Image object location entries

┌──

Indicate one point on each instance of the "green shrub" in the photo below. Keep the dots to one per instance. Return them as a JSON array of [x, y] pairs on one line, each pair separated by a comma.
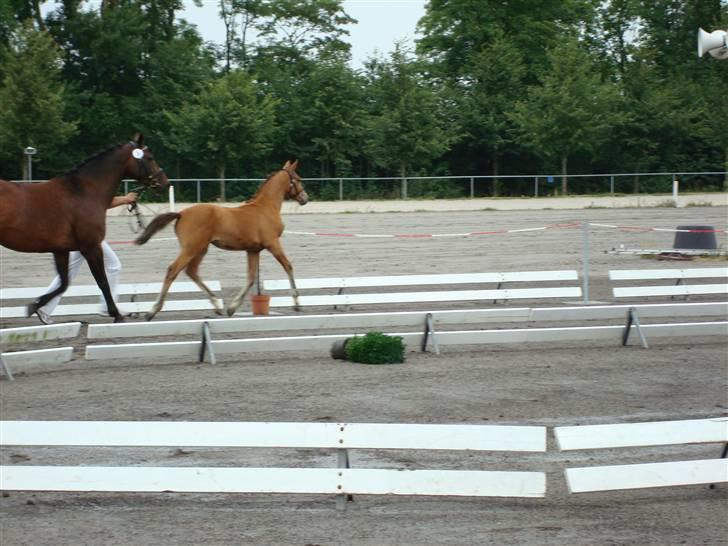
[[375, 348]]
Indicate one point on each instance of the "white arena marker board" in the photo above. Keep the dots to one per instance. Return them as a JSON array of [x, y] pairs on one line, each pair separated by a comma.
[[57, 355], [694, 431], [467, 337], [422, 280], [640, 476], [261, 434], [30, 334], [685, 273], [275, 480]]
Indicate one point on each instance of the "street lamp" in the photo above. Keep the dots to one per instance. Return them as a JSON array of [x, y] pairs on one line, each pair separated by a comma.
[[30, 151]]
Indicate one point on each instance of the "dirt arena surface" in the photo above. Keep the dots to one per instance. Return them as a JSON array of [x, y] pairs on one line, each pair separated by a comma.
[[547, 385]]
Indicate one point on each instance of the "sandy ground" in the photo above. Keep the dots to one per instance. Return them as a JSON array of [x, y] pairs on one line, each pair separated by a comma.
[[547, 385]]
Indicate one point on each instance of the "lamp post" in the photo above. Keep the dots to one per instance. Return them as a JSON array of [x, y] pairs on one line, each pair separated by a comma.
[[30, 151]]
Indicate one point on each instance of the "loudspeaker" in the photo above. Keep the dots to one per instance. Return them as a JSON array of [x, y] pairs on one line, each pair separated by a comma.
[[715, 43]]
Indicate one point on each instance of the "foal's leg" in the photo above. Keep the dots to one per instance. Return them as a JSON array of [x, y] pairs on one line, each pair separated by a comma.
[[277, 250], [172, 271], [253, 260], [95, 259], [193, 273], [61, 259]]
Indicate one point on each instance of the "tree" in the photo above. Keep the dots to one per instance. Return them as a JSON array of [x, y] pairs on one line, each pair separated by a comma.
[[571, 110], [32, 97], [488, 97], [229, 122], [404, 129]]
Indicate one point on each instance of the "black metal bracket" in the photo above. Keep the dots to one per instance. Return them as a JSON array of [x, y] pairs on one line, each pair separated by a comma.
[[206, 344], [429, 334], [633, 318]]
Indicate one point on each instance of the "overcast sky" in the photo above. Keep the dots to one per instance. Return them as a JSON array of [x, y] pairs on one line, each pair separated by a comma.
[[380, 24]]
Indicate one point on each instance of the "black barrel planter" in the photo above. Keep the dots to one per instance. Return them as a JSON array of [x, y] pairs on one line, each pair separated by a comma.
[[698, 237]]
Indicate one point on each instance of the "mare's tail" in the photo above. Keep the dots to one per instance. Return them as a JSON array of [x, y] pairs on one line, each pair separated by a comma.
[[155, 225]]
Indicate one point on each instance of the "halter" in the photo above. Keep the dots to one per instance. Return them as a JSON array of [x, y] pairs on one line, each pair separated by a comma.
[[292, 185], [151, 177]]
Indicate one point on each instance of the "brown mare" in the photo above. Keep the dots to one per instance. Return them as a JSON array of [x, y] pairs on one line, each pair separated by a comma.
[[253, 226], [68, 212]]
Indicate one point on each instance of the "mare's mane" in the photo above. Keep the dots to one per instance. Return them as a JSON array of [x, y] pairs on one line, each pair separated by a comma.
[[80, 165]]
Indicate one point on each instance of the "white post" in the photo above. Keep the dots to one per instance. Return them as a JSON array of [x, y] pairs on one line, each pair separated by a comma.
[[585, 261], [675, 186], [171, 198]]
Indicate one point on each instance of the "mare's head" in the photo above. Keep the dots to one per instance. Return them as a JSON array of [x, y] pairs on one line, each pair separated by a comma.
[[142, 166], [295, 188]]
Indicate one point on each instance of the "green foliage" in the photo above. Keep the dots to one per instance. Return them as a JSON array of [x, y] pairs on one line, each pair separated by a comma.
[[375, 348], [495, 88], [32, 95]]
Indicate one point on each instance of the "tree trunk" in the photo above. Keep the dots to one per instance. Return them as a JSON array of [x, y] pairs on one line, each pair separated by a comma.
[[403, 174], [496, 168], [221, 176]]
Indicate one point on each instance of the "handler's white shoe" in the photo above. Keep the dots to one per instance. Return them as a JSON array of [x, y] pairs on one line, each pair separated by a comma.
[[44, 317]]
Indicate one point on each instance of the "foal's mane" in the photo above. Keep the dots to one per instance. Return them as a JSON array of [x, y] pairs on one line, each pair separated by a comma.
[[263, 184]]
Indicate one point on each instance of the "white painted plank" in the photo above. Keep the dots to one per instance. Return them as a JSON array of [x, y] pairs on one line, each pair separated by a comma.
[[93, 290], [381, 320], [464, 483], [30, 334], [448, 437], [274, 480], [161, 479], [429, 297], [693, 431], [422, 280], [640, 476], [684, 273], [669, 290], [39, 356], [169, 434], [307, 322], [128, 307], [262, 434], [465, 337]]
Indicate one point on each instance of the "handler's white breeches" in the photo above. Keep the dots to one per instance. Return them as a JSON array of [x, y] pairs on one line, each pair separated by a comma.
[[112, 265]]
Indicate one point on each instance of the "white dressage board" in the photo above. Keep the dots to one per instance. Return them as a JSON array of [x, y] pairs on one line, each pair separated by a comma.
[[335, 481], [646, 475]]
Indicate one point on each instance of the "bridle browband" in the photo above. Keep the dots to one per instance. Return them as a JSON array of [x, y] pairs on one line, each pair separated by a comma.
[[151, 177]]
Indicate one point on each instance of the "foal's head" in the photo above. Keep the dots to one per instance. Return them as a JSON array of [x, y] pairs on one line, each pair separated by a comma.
[[142, 166], [295, 188]]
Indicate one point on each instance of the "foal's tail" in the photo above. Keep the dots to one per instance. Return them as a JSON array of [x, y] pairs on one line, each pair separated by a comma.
[[155, 225]]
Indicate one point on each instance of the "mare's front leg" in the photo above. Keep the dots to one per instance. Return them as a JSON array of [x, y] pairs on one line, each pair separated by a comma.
[[277, 251], [61, 259], [253, 261], [95, 259]]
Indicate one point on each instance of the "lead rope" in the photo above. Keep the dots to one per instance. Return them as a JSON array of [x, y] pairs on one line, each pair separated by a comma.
[[136, 220]]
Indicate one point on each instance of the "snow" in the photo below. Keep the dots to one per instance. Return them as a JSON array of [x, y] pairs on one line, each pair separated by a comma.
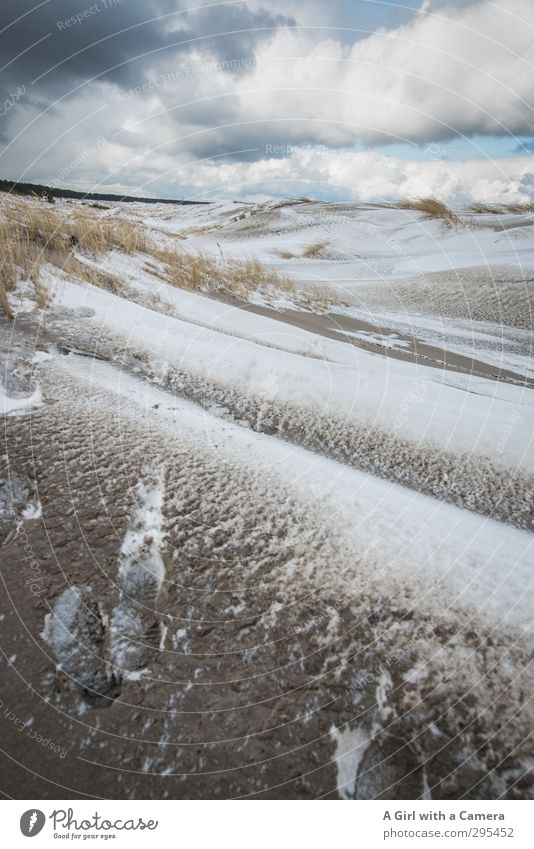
[[19, 406], [350, 749], [321, 375], [450, 556]]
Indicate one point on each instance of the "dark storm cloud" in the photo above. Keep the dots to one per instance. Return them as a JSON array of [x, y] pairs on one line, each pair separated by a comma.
[[53, 47]]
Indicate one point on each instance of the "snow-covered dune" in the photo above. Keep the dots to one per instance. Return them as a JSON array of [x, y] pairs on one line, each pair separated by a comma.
[[283, 540]]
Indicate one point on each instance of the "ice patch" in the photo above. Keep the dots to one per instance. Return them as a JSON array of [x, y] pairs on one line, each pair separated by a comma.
[[16, 406], [350, 749]]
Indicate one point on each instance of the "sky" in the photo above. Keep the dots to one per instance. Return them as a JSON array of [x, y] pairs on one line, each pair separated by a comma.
[[355, 100]]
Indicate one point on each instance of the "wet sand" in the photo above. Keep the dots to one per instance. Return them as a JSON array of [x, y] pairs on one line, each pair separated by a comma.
[[407, 348]]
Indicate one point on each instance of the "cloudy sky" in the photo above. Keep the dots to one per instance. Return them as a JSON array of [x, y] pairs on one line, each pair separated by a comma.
[[340, 99]]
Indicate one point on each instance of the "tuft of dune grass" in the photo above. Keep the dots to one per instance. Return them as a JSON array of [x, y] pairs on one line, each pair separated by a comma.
[[32, 234], [314, 249], [519, 207], [484, 208], [431, 208]]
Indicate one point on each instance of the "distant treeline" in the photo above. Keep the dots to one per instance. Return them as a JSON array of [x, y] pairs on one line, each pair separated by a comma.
[[50, 193]]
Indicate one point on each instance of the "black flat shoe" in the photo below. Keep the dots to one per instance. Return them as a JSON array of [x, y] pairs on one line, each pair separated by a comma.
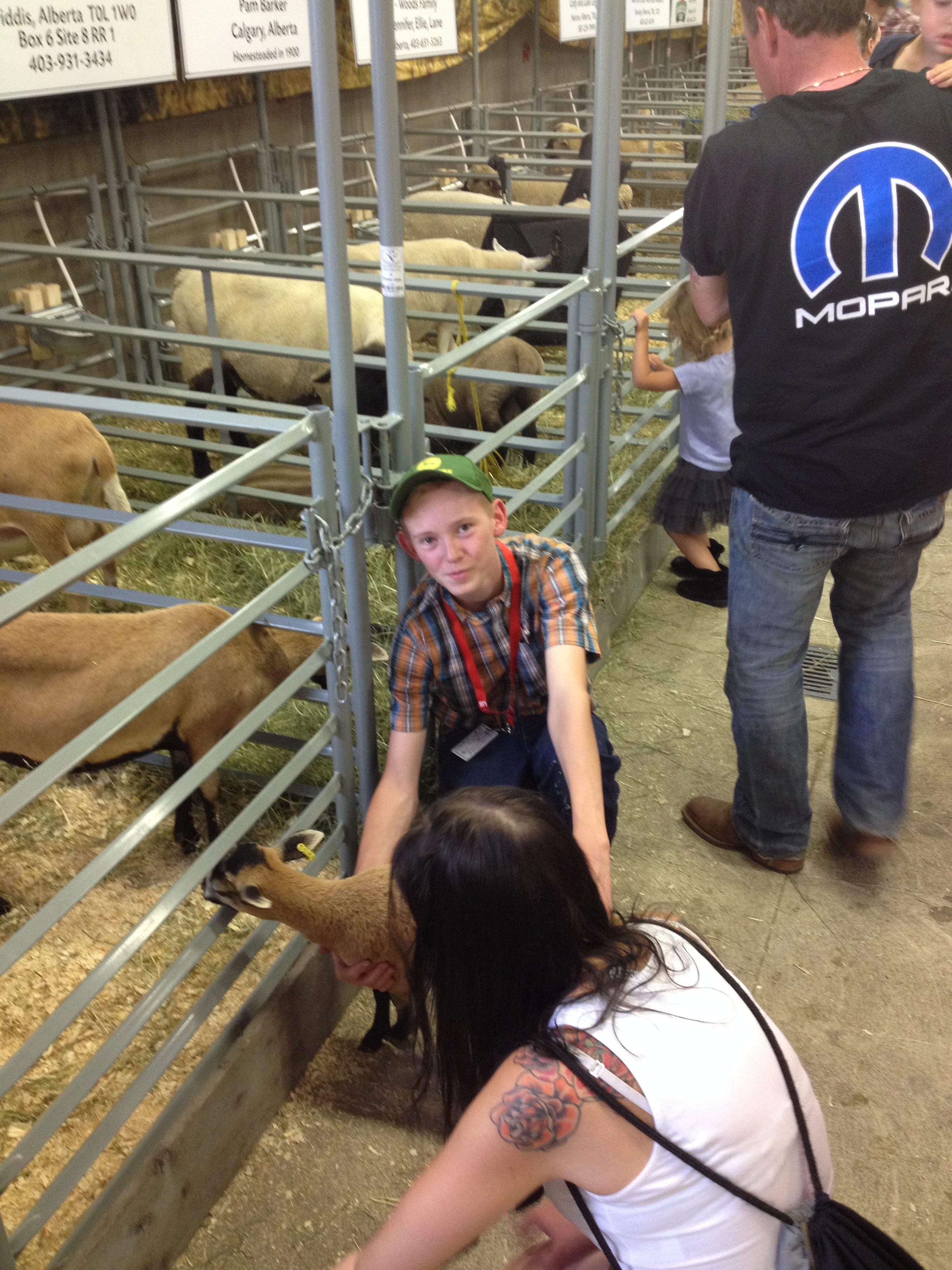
[[706, 588], [683, 568]]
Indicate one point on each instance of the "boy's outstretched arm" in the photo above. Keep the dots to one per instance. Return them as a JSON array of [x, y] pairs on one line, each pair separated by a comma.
[[574, 741], [389, 817], [394, 803]]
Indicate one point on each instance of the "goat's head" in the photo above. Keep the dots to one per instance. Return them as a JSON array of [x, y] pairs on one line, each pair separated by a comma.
[[240, 881]]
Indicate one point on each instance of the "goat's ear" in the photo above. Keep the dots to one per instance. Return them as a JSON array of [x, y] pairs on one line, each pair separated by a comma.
[[298, 846], [252, 896]]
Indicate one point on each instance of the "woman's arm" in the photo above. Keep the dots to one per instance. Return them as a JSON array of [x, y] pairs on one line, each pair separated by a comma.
[[647, 370], [565, 1247], [531, 1124]]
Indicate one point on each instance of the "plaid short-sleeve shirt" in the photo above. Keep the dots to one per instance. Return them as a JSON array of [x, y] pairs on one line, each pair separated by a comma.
[[427, 672]]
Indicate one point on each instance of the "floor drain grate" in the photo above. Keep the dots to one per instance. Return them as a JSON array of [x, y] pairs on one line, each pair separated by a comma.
[[822, 672]]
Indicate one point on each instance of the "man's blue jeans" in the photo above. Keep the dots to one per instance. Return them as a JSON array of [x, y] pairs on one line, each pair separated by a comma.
[[526, 757], [779, 562]]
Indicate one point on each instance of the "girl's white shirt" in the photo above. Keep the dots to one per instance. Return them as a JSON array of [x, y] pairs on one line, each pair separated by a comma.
[[714, 1086]]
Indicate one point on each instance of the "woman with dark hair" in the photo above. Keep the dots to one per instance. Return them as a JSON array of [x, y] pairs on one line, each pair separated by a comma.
[[514, 961]]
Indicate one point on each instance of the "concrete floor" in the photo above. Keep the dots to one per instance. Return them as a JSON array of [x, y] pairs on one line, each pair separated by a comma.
[[852, 965]]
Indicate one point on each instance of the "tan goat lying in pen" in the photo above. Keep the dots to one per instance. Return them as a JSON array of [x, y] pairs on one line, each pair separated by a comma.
[[499, 403], [60, 672], [357, 917], [55, 455]]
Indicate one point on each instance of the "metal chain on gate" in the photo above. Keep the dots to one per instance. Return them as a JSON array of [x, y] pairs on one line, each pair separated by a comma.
[[324, 553]]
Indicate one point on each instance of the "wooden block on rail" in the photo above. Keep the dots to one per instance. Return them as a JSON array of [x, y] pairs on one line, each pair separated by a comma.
[[36, 298]]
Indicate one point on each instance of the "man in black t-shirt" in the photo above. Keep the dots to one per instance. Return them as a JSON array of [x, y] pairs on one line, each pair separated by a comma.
[[824, 225]]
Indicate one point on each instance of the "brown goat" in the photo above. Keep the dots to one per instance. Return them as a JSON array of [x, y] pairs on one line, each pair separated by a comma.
[[359, 919], [55, 455], [60, 672], [499, 403]]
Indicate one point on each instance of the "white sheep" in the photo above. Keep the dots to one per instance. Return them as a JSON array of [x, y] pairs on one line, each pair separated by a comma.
[[460, 256], [429, 225], [361, 917], [55, 455], [287, 312]]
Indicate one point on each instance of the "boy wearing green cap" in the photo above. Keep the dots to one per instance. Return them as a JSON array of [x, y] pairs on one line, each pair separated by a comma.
[[495, 644]]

└──

- [EXERCISE DETAILS]:
Copy everything from the start of the entries above down to the line containing "273], [275, 480]]", and leave the pictures out of your copy.

- [SOLUTION TO THIS PROBLEM]:
Indicate one point on each instance of the "green shrub" in the photo below. Keep the dots to one per instance. Return them as a JSON array of [x, y] pairs on one line, each pair separated by a comma.
[[375, 348]]
Indicate one point on each instance of the "white arena marker board" in the photo above. Keep the dots to one per instance. Return them as a JSON array of [x, y] pairs on one line, each pair separated by a comma.
[[57, 355], [694, 431], [467, 337], [422, 280], [640, 476], [261, 434], [30, 334], [685, 273], [275, 480]]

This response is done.